=== Spatial localization data ===
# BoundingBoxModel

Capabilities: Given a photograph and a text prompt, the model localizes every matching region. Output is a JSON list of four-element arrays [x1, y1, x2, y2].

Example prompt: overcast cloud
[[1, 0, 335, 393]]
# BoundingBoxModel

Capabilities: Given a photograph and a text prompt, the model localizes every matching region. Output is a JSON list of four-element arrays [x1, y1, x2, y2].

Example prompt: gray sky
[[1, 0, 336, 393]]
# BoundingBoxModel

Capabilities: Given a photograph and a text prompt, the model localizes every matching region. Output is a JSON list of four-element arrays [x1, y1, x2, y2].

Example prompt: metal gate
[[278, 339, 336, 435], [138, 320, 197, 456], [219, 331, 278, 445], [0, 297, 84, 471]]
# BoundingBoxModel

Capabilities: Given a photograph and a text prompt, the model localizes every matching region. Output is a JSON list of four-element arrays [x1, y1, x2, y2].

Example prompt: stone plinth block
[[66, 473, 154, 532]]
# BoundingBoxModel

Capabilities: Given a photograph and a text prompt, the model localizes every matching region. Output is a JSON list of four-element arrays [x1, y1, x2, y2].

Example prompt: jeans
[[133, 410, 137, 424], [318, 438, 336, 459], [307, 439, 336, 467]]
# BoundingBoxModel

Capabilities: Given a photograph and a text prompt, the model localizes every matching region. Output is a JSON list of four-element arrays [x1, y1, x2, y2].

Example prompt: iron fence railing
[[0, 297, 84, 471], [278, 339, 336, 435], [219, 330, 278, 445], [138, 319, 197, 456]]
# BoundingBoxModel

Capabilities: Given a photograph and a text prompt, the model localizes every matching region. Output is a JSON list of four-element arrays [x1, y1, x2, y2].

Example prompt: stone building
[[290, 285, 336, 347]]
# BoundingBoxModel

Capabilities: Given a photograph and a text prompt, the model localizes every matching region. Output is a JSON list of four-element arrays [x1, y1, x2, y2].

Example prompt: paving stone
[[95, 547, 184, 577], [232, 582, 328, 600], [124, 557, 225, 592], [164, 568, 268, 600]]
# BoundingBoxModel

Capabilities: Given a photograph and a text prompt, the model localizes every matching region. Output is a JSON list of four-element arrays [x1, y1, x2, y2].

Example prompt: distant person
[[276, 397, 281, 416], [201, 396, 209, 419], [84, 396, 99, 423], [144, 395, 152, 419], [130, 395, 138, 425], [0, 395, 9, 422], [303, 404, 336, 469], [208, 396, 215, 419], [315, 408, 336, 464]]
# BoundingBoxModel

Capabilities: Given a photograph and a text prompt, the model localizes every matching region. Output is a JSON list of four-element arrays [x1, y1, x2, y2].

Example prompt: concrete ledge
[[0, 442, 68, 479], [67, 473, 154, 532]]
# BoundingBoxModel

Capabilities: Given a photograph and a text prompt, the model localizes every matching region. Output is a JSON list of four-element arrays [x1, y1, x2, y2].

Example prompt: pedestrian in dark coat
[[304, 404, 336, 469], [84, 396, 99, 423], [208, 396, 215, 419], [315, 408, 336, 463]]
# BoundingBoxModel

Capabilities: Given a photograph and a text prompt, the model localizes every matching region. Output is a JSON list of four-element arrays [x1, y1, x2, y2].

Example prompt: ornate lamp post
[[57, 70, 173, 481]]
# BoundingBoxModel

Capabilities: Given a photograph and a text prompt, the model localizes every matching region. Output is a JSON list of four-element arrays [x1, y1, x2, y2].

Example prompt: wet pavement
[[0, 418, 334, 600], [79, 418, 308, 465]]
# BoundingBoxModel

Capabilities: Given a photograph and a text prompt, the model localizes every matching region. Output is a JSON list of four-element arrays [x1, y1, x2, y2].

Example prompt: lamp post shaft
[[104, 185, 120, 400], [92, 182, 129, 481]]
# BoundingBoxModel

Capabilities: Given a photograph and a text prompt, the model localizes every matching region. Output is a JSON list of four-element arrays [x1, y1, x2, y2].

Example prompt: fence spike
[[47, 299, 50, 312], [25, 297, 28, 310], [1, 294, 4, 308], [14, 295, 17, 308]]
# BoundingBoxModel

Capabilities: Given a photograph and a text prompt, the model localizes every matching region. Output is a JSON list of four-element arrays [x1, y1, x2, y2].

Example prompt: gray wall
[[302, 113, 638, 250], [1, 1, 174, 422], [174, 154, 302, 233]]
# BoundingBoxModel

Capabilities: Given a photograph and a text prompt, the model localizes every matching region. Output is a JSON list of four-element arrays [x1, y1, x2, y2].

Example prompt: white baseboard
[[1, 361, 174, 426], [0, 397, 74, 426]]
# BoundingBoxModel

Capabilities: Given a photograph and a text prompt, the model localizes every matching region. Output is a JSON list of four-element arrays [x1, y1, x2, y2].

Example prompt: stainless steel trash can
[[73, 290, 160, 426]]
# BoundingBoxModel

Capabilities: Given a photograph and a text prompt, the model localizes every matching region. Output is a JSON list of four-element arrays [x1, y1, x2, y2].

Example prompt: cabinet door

=== Exercise ===
Each line from the one with "Example prompt: stainless steel trash can" through the end of the records above should be written out exactly. No other line should appear.

=== Your solution ===
Example prompt: stainless steel trash can
[[73, 290, 160, 426]]
# BoundingBoxModel

Capabilities: Given a photograph and a text prompt, the model localizes every matching region. Output is a JSON list of four-element arrays [x1, y1, x2, y2].

Example prompt: cabinet door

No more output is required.